- [Challenge A]
Using the message about a conflict log history table, answer each question below on its own line, marked (i), (ii) and (iii).
(i) What four things does the one-time validation for the COPY error table check?
(ii) According to the proposal, how can conflict logging be turned back on after it is automatically disabled?
(iii) What does patch 0002 add?
- [Challenge B] Reproduce the part of the message about a conflict log history table word for word, beginning at the words "PFA, attached WIP" and stopping after "create the table?".

Re: Proposal: Conflict log history table for Logical Replication - Mailing list pgsql-hackers

From Dilip Kumar
Subject Re: Proposal: Conflict log history table for Logical Replication
Date
Msg-id CAFiTN-s9WWLOhW1TO27NtJwGf0bh2+MWyp3NEkZFeN_S5_p_rA@mail.gmail.com
Whole thread Raw
In response to Re: Proposal: Conflict log history table for Logical Replication  (Bharath Rupireddy <bharath.rupireddyforpostgres@gmail.com>)
List pgsql-hackers
On Sat, Sep 13, 2025 at 6:16 AM Bharath Rupireddy
<bharath.rupireddyforpostgres@gmail.com> wrote:

Thanks for the feedback Bharath

> On Fri, Sep 12, 2025 at 3:13 AM Dilip Kumar <dilipbalaut@gmail.com> wrote:
> >
> > I was looking into another thread where we provide an error table for
> > COPY [1], it requires the user to pre-create the error table. And
> > inside the COPY command we will validate the table, validation in that
> > context is a one-time process checking for: (1) table existence, (2)
> > ability to acquire a sufficient lock, (3) INSERT privileges, and (4)
> > matching column names and data types. This approach avoids concerns
> > about the user's DROP or ALTER permissions.
> >
> > Our requirement for the logical replication conflict log table
> > differs, as we must validate the target table upon every conflict
> > insertion, not just at subscription creation. A more robust
> > alternative is to perform validation and acquire a lock on the
> > conflict table whenever the subscription worker starts. This prevents
> > modifications (like ALTER or DROP) while the worker is active. When
> > the worker gets restarted, we can re-validate the table and
> > automatically disable the conflict logging feature if validation
> > fails.  And this can be enabled by ALTER SUBSCRIPTION by setting the
> > option again.
>
> Having to worry about ALTER/DROP and adding code to protect seems like
> an overkill.

IMHO eventually if we can control that I feel this is a good goal to
have.  So that we can avoid failure during conflict insertion.  We may
argue its user's responsibility to not alter the table and we can just
check the validity during create/alter subscription.

> > And if we want in first version we can expect user to create the table
> > as per the expected schema and supply it, this will avoid the need of
> > handling how to avoid it from publishing as it will be user's
> > responsibility and then in top up patches we can also allow to create
> > the table internally if tables doesn't exist and then we can find out
> > solution to avoid it from being publish when ALL TABLES are published.
>
> This looks much more simple to start with.

Right.

PFA, attached WIP patches, 0001 allow user created tables to provide
as input for conflict history tables and we will validate the table
during create/alter subscription.  0002 add an option to internally
create the table if it does not exist.

TODO:
- Still patches are WIP and need more work testing for different failure cases
- Need to explore an option to create a built-in type (I will start a
separate thread for the same)
- Need to add test cases
- Need to explore options to avoid getting published, but maybe we
only need to avoid this when we internally create the table?

- [Records provided]
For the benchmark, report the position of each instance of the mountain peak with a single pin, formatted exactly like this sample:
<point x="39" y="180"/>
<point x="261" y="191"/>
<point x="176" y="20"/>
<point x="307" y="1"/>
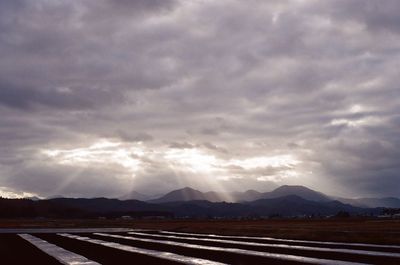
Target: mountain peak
<point x="301" y="191"/>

- [Answer A]
(i) Table existence, ability to acquire a sufficient lock, INSERT privileges, and matching column names and data types.
(ii) By setting the option again with ALTER SUBSCRIPTION.
(iii) An option to internally create the table if it does not exist.

- [Answer B]
PFA, attached WIP patches, 0001 allow user created tables to provide
as input for conflict history tables and we will validate the table
during create/alter subscription.  0002 add an option to internally
create the table if it does not exist.

TODO:
- Still patches are WIP and need more work testing for different failure cases
- Need to explore an option to create a built-in type (I will start a
separate thread for the same)
- Need to add test cases
- Need to explore options to avoid getting published, but maybe we
only need to avoid this when we internally create the table?